REQUEST: Transcribe all the entries word for word, omitting any pictures they contain.

****************

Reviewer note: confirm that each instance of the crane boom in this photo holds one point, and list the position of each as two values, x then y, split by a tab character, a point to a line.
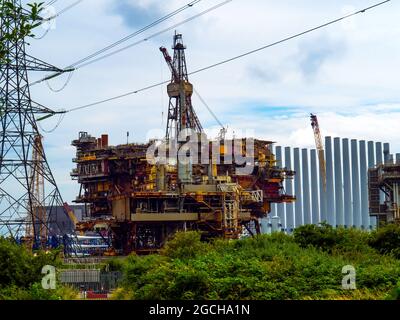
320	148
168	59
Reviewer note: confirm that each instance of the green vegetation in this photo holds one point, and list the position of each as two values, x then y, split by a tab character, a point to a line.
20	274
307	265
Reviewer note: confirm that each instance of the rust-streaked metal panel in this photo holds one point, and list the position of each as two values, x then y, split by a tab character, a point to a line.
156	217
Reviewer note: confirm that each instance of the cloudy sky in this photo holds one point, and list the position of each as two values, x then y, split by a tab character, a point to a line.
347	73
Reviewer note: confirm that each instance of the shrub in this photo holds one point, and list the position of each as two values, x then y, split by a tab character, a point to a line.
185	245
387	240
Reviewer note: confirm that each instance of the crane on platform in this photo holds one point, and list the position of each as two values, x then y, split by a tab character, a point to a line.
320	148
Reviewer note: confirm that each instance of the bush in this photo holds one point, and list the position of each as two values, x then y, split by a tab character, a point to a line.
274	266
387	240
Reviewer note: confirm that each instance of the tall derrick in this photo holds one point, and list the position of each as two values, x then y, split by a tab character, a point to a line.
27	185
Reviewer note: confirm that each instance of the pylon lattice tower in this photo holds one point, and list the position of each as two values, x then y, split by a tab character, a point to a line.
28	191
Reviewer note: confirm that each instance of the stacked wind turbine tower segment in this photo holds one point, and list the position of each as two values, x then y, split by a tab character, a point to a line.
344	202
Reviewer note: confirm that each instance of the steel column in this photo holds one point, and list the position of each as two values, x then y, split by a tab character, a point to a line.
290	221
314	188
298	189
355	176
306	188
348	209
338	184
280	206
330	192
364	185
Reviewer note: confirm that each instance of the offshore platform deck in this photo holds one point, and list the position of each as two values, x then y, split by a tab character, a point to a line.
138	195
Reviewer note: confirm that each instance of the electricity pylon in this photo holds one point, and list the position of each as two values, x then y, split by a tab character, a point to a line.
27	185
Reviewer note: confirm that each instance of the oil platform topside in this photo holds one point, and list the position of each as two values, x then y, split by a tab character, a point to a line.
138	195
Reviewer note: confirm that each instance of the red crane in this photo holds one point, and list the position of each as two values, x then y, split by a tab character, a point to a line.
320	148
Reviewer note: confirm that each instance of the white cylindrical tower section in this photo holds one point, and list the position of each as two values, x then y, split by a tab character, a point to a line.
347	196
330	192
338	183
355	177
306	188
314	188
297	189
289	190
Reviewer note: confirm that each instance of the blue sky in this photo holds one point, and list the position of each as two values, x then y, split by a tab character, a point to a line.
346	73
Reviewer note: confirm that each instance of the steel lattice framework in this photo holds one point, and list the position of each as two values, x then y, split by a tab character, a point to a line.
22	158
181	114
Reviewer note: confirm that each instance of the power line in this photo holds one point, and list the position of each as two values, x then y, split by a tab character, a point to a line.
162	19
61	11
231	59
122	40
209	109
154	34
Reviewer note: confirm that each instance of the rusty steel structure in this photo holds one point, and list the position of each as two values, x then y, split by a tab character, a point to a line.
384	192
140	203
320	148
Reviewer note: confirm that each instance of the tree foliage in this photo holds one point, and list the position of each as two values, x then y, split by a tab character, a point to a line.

****************

FINISHED ANSWER:
Reviewer note: confirm that each instance of the crane boom in this photo holds one point, and list the position of each as two values, x then y, split by a tab character, a point to a line.
320	148
168	59
Reviewer note: confirm that each instance of the green vegetation in this photo holds one point, and list the position of each as two values, x then y, split by a tab character, a point to a line.
20	274
307	265
Reviewer note: confirm that each instance of the rust-streaked metal panel in this photo holds one point, and list the position of each as two values, x then y, split by a tab character, a point to a line.
156	217
Reviewer note: confirm that each instance of the cloudy sky in this photo holds one point, and list the position of each as two values, x then y, split by a tab character, a point to a line.
347	73
Reviewer note: confirm that each instance of the shrub in this photo holds one point, and list the position of each as two values, x then y, split by a tab character, a point to a line.
185	245
387	240
Reviewer note: confirm that each instance of the crane on platform in this photo holds one point, and list the position of each as two values, x then y, split by a tab character, a point to a line.
320	148
Reviewer note: confirm that each instance of the bush in this photo holds one point, and list the position of each as two values, x then y, split by a tab character, a point to a line.
274	266
387	240
Reviewer note: confirm that each instance of the tall derrick in this photo holds one point, and list the position of each as two values, x then y, split by a tab character, a point to a line.
27	185
Reviewer note: confirm that each instance of the pylon lattice tower in this photo holds one point, and list the position of each as two values, x then y, split by a tab character, a point to a line.
28	191
Reviewer note: confirm that each instance of the stacked wind turbine tower segment in this photo holds one point, and list the position of each as two values, x then y, split by a tab character, a point to a line.
344	202
Reviewer note: confirm that each instance of the steel column in this photo holds one point, and list the position of each as two values, x then y, split by a tab character, a point to a line.
290	221
314	188
298	189
355	176
306	188
348	209
338	184
280	206
330	192
364	185
Reviewer note: confirm that each instance of the offshore platform deck in this photo holds one point, and list the position of each as two values, x then y, split by a tab character, a point to a line.
138	195
Reviewer note: confirm that each instance of the electricity pylon in this photo holds one point, and list the position of each as two values, x then y, split by a tab character, a point to a line.
27	185
Reviewer note: confirm that each instance of the oil platform topside in this photo holds one point, and list the position of each as two values, x then y, split by a tab character, a point to a line.
138	195
Reviewer note: confirm that each instance of the red crane in this photo holds one point, and list the position of each as two values, x then y, split by a tab character, a point to a line.
320	148
Reviewer note: confirm that each instance of the white cylindrical tower section in this photo holds one point, and list the position of each as two values, x then y, split by a tab character, a point to a line.
347	196
330	192
338	183
355	177
306	188
314	188
297	189
289	190
Reviewer note: confirm that each instance of the blue sky in this photo holds one point, and list the position of each as two values, x then y, split by a tab character, a point to a line.
346	73
Reviewer note: confirm that each instance of the steel lattice framework in this photo holds one point, and list the position of each as two values, x then y, split by a tab character, a point to a line.
22	158
181	114
Reviewer note: confirm that each instance of the power line in this photo holds one point, and list the position of each as two values, x then y, split by a tab character, a point to a line.
162	19
61	11
231	59
122	40
209	109
154	34
Reviewer note: confirm that each instance of the rusty steel structure in this photo holds one point, and list the position of each as two values, x then y, split by a tab character, a point to a line.
384	192
140	203
320	148
Reviewer note: confirm that each instance of the tree foliage in this photo holds one point, and list the position of each as two values, x then y, split by a tab character, a point to a line.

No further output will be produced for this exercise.